● **TASK DETAILS**: Express these lines as a JSON list of strings, one string for each line, leaving out any blank lines.

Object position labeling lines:
## BEGIN

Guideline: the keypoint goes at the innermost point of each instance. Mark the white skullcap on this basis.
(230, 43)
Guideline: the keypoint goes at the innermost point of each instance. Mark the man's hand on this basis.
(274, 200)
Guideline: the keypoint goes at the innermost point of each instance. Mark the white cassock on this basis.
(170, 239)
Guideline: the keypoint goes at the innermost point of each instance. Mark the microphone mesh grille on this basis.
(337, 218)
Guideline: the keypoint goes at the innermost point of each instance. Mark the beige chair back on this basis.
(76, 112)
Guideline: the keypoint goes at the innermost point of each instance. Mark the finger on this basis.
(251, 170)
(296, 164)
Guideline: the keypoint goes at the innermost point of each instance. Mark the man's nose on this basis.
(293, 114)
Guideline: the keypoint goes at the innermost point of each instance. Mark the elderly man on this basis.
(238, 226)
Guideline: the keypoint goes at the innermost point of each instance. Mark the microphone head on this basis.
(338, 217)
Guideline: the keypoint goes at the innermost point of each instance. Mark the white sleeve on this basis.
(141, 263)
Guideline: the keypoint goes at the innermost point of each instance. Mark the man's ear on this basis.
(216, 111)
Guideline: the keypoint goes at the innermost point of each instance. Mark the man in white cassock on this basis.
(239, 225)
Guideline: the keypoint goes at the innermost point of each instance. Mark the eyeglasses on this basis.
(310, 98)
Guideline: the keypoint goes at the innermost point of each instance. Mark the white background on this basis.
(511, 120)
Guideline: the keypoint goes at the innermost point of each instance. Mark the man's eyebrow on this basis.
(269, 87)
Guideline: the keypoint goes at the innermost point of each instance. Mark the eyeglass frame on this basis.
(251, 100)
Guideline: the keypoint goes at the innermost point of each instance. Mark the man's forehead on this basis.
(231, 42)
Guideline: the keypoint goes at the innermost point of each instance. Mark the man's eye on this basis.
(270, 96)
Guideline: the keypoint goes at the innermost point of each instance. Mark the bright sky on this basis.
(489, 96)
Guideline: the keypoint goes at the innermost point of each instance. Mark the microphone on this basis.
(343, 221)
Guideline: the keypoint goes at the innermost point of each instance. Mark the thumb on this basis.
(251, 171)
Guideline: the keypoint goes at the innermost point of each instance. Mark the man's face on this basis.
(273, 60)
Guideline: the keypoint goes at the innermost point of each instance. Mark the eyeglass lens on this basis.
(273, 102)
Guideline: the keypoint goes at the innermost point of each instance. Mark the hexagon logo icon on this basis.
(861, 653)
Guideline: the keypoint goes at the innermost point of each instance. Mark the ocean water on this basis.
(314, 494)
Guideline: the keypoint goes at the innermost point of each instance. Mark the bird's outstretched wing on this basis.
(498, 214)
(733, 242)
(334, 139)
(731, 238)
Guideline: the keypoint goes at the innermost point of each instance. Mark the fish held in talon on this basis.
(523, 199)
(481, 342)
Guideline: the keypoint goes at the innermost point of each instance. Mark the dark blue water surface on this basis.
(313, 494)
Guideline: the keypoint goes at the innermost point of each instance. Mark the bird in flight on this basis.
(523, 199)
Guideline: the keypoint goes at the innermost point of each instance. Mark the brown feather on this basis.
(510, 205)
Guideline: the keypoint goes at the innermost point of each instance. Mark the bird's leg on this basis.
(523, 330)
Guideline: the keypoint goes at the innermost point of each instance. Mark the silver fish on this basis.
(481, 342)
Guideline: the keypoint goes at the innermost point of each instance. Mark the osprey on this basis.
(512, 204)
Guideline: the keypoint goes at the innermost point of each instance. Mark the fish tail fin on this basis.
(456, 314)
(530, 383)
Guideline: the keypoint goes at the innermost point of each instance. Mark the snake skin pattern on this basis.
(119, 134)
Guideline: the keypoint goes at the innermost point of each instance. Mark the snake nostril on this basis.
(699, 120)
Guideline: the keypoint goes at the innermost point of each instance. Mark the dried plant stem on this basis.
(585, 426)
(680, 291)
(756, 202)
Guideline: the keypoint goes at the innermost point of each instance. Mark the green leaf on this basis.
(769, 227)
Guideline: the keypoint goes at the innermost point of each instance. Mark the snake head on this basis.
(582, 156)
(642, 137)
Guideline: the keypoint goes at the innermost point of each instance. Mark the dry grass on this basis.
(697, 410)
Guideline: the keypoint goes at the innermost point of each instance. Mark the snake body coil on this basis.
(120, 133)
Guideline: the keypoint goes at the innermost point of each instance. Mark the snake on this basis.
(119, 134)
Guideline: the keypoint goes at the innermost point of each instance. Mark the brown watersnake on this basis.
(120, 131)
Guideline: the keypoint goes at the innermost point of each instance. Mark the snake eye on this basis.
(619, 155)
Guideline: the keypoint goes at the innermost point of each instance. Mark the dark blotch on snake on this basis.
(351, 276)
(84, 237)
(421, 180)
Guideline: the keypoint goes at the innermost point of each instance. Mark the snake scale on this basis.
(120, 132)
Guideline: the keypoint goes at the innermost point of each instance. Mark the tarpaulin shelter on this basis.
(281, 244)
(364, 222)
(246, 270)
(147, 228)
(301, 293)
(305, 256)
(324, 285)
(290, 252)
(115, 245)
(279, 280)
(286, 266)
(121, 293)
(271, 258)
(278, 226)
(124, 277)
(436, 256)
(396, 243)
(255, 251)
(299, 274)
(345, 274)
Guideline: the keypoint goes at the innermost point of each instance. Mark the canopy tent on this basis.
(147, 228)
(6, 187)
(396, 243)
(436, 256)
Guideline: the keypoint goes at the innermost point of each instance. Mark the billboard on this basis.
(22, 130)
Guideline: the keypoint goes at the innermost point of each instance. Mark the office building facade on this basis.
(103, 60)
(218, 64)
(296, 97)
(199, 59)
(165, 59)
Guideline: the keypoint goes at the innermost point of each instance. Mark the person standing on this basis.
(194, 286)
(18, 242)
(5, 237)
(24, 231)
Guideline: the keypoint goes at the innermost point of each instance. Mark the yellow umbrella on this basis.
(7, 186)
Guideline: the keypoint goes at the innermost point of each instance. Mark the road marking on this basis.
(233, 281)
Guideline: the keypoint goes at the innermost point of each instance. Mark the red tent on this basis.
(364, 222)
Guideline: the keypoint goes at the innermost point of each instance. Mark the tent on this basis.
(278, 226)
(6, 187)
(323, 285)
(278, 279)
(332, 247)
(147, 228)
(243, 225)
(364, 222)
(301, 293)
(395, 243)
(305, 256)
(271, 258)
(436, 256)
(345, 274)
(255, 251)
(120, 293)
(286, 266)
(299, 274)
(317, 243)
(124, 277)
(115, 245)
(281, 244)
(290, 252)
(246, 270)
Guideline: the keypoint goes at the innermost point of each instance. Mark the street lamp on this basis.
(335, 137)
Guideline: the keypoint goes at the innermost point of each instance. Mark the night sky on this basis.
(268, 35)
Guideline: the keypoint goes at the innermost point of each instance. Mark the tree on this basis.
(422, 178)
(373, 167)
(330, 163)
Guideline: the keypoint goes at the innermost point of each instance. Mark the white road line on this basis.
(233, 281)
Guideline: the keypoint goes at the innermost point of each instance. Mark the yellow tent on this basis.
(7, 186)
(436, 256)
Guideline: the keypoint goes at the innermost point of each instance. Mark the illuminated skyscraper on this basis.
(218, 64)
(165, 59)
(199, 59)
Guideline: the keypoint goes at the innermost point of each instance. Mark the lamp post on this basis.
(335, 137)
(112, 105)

## END

● **RESULT OF THE TASK**:
[
  "Guideline: the keypoint goes at the innermost point of each instance. Mark the white skullcap on this basis.",
  "(230, 43)",
  "Guideline: the keypoint goes at the innermost point of each instance. Mark the man's hand on this basis.",
  "(274, 200)",
  "Guideline: the keypoint goes at the innermost point of each instance. Mark the white cassock on this basis.",
  "(170, 239)",
  "Guideline: the keypoint goes at the innermost point of each instance. Mark the microphone mesh grille on this basis.",
  "(337, 218)",
  "Guideline: the keypoint goes at the innermost point of each instance. Mark the beige chair back on this basis.",
  "(76, 112)",
  "Guideline: the keypoint goes at the innermost point of each instance. Mark the finger on this basis.",
  "(251, 170)",
  "(296, 164)",
  "Guideline: the keypoint goes at the innermost point of each instance. Mark the man's nose on this basis.",
  "(293, 114)",
  "Guideline: the keypoint goes at the innermost point of each instance. Mark the elderly man on this basis.",
  "(238, 226)",
  "Guideline: the keypoint goes at the innermost point of each instance. Mark the microphone head on this basis.",
  "(338, 217)",
  "Guideline: the keypoint goes at the innermost point of each instance. Mark the white sleeve on this basis.",
  "(141, 263)",
  "Guideline: the keypoint goes at the innermost point of each instance. Mark the man's ear on this basis.",
  "(216, 111)",
  "Guideline: the keypoint goes at the innermost point of each instance. Mark the man in white cassock on this basis.",
  "(239, 225)",
  "Guideline: the keypoint goes at the innermost point of each instance. Mark the eyeglasses on this basis.",
  "(310, 98)",
  "Guideline: the keypoint goes at the innermost point of each instance. Mark the white background on this basis.",
  "(511, 120)",
  "Guideline: the keypoint goes at the innermost point of each instance. Mark the man's eyebrow on this basis.",
  "(269, 87)",
  "Guideline: the keypoint goes at the innermost point of each instance. Mark the eyeglass frame on this basis.",
  "(251, 100)",
  "Guideline: the keypoint goes at the innermost point of each instance. Mark the man's forehead on this basis.",
  "(231, 42)",
  "Guideline: the keypoint goes at the innermost point of each instance. Mark the man's eye on this basis.",
  "(270, 96)",
  "Guideline: the keypoint goes at the innermost point of each instance. Mark the bright sky on this basis.",
  "(489, 96)",
  "Guideline: the keypoint goes at the innermost point of each instance. Mark the microphone on this basis.",
  "(343, 221)",
  "Guideline: the keypoint goes at the innermost point of each instance. Mark the thumb on this basis.",
  "(251, 171)",
  "Guideline: the keypoint goes at the innermost point of each instance. Mark the man's face on this basis.",
  "(273, 60)",
  "Guideline: the keypoint goes at the innermost point of each instance. Mark the eyeglass lens on this basis.",
  "(273, 102)",
  "Guideline: the keypoint goes at the innermost point of each instance. Mark the hexagon logo icon on this basis.",
  "(861, 653)",
  "Guideline: the keypoint goes at the innermost point of each instance. Mark the ocean water on this basis.",
  "(314, 494)",
  "Guideline: the keypoint goes at the innermost point of each instance. Mark the bird's outstretched wing on this basis.",
  "(498, 214)",
  "(733, 242)",
  "(334, 139)",
  "(731, 238)",
  "Guideline: the keypoint goes at the innermost point of each instance. Mark the fish held in talon on this basis.",
  "(523, 199)",
  "(481, 342)",
  "Guideline: the keypoint goes at the innermost point of each instance. Mark the dark blue water surface on this basis.",
  "(313, 494)",
  "Guideline: the keypoint goes at the innermost point of each instance. Mark the bird in flight on this basis.",
  "(523, 199)",
  "Guideline: the keypoint goes at the innermost point of each instance. Mark the brown feather on this basis.",
  "(510, 205)",
  "Guideline: the keypoint goes at the innermost point of each instance. Mark the bird's leg on this basis.",
  "(523, 330)",
  "Guideline: the keypoint goes at the innermost point of each instance. Mark the silver fish on this basis.",
  "(481, 342)",
  "Guideline: the keypoint goes at the innermost point of each instance. Mark the osprey on this basis.",
  "(512, 204)",
  "Guideline: the keypoint goes at the innermost point of each instance. Mark the fish tail fin on this basis.",
  "(456, 314)",
  "(530, 383)",
  "Guideline: the keypoint goes at the innermost point of each instance. Mark the snake skin pattern on this basis.",
  "(119, 134)",
  "Guideline: the keypoint goes at the innermost point of each instance. Mark the snake nostril on this basis.",
  "(699, 120)",
  "Guideline: the keypoint goes at the innermost point of each instance. Mark the dried plant stem on this basis.",
  "(585, 426)",
  "(680, 291)",
  "(756, 202)",
  "Guideline: the keypoint goes at the innermost point of each instance. Mark the green leaf on this basis.",
  "(769, 227)",
  "Guideline: the keypoint goes at the innermost point of each instance. Mark the snake head on this basis.",
  "(582, 156)",
  "(642, 137)",
  "Guideline: the keypoint goes at the innermost point of each instance. Mark the dry grass on this basis.",
  "(697, 410)",
  "Guideline: the keypoint goes at the innermost point of each instance. Mark the snake body coil on this basis.",
  "(120, 133)",
  "Guideline: the keypoint goes at the innermost point of each instance. Mark the snake on this basis.",
  "(119, 134)",
  "Guideline: the keypoint goes at the innermost point of each instance. Mark the brown watersnake on this basis.",
  "(120, 131)",
  "Guideline: the keypoint goes at the innermost point of each instance. Mark the snake eye on this basis.",
  "(619, 155)",
  "Guideline: the keypoint goes at the innermost point of each instance. Mark the dark blotch on snake on this basis.",
  "(351, 276)",
  "(84, 237)",
  "(421, 180)",
  "Guideline: the keypoint goes at the innermost point of each instance. Mark the snake scale on this basis.",
  "(120, 132)",
  "Guideline: the keypoint goes at the innermost point of each instance. Mark the tarpaulin shelter on this basis.",
  "(281, 244)",
  "(364, 222)",
  "(246, 270)",
  "(147, 228)",
  "(301, 293)",
  "(305, 256)",
  "(324, 285)",
  "(290, 252)",
  "(115, 245)",
  "(279, 280)",
  "(286, 266)",
  "(121, 293)",
  "(271, 258)",
  "(278, 226)",
  "(124, 277)",
  "(436, 256)",
  "(396, 243)",
  "(255, 251)",
  "(299, 274)",
  "(345, 274)",
  "Guideline: the keypoint goes at the innermost point of each instance. Mark the canopy tent on this basis.",
  "(147, 228)",
  "(6, 187)",
  "(396, 243)",
  "(436, 256)",
  "Guideline: the keypoint goes at the innermost point of each instance. Mark the billboard on this basis.",
  "(22, 130)",
  "Guideline: the keypoint goes at the innermost point of each instance. Mark the office building facade on this basis.",
  "(103, 60)",
  "(218, 64)",
  "(296, 97)",
  "(199, 59)",
  "(165, 59)",
  "Guideline: the keypoint goes at the innermost point of each instance. Mark the person standing on this basis.",
  "(194, 286)",
  "(18, 242)",
  "(5, 237)",
  "(24, 231)",
  "Guideline: the keypoint goes at the innermost point of each instance. Mark the yellow umbrella on this basis.",
  "(7, 186)",
  "Guideline: the keypoint goes at the innermost point of each instance. Mark the road marking on this basis.",
  "(233, 281)",
  "Guideline: the keypoint goes at the innermost point of each instance. Mark the red tent on this basis.",
  "(364, 222)",
  "Guideline: the keypoint goes at the innermost point of each instance. Mark the tent on this basis.",
  "(278, 226)",
  "(6, 187)",
  "(323, 285)",
  "(278, 279)",
  "(332, 247)",
  "(147, 228)",
  "(243, 225)",
  "(364, 222)",
  "(301, 293)",
  "(395, 243)",
  "(305, 256)",
  "(271, 258)",
  "(436, 256)",
  "(345, 274)",
  "(255, 251)",
  "(120, 293)",
  "(286, 266)",
  "(299, 274)",
  "(317, 243)",
  "(124, 277)",
  "(115, 245)",
  "(281, 244)",
  "(290, 252)",
  "(246, 270)",
  "Guideline: the keypoint goes at the innermost point of each instance. Mark the street lamp on this basis.",
  "(335, 137)",
  "Guideline: the keypoint goes at the innermost point of each instance. Mark the night sky on this basis.",
  "(268, 35)",
  "Guideline: the keypoint goes at the innermost point of each instance. Mark the tree on this basis.",
  "(422, 178)",
  "(373, 167)",
  "(330, 163)",
  "Guideline: the keypoint goes at the innermost point of each instance. Mark the white road line on this basis.",
  "(233, 281)",
  "Guideline: the keypoint goes at the innermost point of each instance. Mark the yellow tent on this basis.",
  "(7, 186)",
  "(436, 256)",
  "Guideline: the keypoint goes at the innermost point of each instance. Mark the illuminated skyscraper on this basis.",
  "(218, 64)",
  "(165, 59)",
  "(199, 59)",
  "Guideline: the keypoint goes at the innermost point of each instance. Mark the lamp post on this basis.",
  "(335, 137)",
  "(112, 105)"
]